Segment Start: Text provided

AI Hype and the Theory of Constraints
Coding is not the bottleneck.
Let's talk about AI Hype and the Theory of Constraints. From a business perspective, the key metric is "lead time." The time it takes to get an idea to the point where it's producing revenue ("in the customer's hands"). That process involves a complex web of processes, dependencies, and communication, though it can be linearized to some extent. Imagine that it is linear for the sake of argument—a chain of activities starting with exploration and market research, going through strategic (and some tactical) planning, architecture, analysis, tech research, and other thinking, coding, testing, feedback and modification, and operations, ending up with sales, distribution, and support. Add politics and bureaucracy, not having required skills on the teams, etc., to the mix as well.

Segment End: Text provided

| Tasks to carry out |
• A. Rewrite the passage on AI hype and the Theory of Constraints between "Let's talk about" and "mix as well.", inclusive, swapping "bureaucracy" for "red tape".
• B. According to the text on AI hype and the Theory of Constraints, what is the key metric from a business perspective?
The data that come next are separate material, unconnected to the text on AI hype and the Theory of Constraints.

Segment Start: Extracted records

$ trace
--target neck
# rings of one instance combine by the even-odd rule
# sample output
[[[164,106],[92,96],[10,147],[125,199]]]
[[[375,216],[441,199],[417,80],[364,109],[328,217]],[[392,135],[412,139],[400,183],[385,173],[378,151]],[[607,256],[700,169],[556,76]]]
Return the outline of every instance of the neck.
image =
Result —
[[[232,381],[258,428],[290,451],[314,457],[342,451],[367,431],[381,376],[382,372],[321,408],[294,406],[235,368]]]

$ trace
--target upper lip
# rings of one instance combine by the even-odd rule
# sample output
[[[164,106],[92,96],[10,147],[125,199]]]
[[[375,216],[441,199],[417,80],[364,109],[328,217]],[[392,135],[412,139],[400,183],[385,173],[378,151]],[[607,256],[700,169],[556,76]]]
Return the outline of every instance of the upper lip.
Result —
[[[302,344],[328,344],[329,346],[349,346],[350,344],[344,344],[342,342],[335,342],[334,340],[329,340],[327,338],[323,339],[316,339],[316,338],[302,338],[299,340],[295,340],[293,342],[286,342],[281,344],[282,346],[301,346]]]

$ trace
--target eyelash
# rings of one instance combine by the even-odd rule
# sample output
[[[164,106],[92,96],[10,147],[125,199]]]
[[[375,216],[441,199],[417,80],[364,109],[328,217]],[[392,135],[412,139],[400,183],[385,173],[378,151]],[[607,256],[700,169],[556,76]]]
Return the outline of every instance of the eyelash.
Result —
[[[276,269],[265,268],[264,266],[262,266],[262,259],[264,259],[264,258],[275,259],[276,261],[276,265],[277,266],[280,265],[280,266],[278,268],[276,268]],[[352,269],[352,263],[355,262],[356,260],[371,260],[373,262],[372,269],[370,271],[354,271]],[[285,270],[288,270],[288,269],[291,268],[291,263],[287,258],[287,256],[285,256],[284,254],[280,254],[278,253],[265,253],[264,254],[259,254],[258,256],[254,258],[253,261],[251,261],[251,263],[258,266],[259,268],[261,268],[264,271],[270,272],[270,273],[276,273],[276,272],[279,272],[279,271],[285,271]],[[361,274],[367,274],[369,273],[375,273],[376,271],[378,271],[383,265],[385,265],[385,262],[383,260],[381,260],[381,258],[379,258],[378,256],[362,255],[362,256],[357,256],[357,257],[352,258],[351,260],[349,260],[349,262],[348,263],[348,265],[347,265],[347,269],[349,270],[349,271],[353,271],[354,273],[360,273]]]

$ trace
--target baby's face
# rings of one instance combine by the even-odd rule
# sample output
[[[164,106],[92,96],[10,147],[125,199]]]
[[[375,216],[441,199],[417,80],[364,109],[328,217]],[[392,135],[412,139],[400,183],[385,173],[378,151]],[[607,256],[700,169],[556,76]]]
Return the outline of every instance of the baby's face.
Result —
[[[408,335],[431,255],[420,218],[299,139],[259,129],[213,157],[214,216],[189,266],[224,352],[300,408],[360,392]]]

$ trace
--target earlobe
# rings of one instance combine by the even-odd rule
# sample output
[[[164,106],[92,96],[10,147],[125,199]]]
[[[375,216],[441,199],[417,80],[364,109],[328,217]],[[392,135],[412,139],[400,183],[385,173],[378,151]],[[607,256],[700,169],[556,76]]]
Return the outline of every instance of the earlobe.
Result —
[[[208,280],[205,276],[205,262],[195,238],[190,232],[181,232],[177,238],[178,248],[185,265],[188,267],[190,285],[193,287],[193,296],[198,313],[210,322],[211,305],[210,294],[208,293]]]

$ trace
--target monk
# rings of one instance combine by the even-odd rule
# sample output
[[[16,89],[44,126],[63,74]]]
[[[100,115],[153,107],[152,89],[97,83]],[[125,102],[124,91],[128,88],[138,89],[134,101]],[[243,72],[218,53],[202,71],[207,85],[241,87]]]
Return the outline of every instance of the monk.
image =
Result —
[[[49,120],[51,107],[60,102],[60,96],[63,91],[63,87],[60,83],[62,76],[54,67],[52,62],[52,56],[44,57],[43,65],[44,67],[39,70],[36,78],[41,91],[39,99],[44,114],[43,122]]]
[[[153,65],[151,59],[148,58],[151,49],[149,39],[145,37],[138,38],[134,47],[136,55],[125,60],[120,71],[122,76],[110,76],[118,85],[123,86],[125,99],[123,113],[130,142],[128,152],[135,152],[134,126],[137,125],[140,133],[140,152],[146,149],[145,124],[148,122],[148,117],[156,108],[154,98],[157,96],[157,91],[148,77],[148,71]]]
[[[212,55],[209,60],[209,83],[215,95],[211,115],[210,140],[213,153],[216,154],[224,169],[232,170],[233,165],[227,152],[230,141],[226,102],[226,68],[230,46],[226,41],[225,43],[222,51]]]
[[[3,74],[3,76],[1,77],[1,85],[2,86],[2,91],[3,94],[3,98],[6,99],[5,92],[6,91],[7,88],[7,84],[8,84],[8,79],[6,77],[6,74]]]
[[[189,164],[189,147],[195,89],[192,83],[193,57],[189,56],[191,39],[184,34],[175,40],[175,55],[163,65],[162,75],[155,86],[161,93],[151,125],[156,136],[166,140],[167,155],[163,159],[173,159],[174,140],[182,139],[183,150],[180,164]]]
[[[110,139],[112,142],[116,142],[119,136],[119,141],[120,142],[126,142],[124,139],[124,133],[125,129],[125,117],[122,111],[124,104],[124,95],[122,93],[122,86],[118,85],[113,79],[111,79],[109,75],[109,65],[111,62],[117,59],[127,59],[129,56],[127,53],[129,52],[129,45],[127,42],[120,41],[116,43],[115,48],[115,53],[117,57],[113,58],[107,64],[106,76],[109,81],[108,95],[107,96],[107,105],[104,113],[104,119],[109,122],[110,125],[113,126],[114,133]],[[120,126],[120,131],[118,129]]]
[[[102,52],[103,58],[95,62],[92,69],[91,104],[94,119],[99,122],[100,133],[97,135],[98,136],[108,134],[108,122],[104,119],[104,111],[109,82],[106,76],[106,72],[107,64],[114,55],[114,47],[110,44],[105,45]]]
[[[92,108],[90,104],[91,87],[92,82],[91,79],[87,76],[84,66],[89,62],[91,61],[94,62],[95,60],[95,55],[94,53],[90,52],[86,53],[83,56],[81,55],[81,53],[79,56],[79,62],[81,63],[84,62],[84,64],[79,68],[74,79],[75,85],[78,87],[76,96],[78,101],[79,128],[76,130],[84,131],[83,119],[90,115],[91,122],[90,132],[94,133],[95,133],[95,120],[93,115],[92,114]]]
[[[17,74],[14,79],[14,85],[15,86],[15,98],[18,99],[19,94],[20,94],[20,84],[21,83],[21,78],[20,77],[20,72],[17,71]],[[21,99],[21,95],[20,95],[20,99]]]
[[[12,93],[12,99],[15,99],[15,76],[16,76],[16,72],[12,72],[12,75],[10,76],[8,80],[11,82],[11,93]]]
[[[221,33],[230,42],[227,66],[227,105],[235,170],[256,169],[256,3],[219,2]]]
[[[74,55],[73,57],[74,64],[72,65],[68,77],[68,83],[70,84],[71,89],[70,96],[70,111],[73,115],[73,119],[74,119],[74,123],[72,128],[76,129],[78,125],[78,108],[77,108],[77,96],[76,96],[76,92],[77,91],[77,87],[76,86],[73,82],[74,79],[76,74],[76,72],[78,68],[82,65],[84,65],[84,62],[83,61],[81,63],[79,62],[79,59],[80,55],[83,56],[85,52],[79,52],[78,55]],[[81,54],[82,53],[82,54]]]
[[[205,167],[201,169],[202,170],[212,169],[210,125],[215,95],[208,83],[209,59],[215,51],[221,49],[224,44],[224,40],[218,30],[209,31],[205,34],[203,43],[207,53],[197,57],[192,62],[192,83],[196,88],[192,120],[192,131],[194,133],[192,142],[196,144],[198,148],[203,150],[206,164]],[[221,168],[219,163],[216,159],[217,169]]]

Segment End: Extracted records

| Outputs by task |
• A.
Let's talk about AI Hype and the Theory of Constraints. From a business perspective, the key metric is "lead time." The time it takes to get an idea to the point where it's producing revenue ("in the customer's hands"). That process involves a complex web of processes, dependencies, and communication, though it can be linearized to some extent. Imagine that it is linear for the sake of argument—a chain of activities starting with exploration and market research, going through strategic (and some tactical) planning, architecture, analysis, tech research, and other thinking, coding, testing, feedback and modification, and operations, ending up with sales, distribution, and support. Add politics and red tape, not having required skills on the teams, etc., to the mix as well.

• B. Lead time.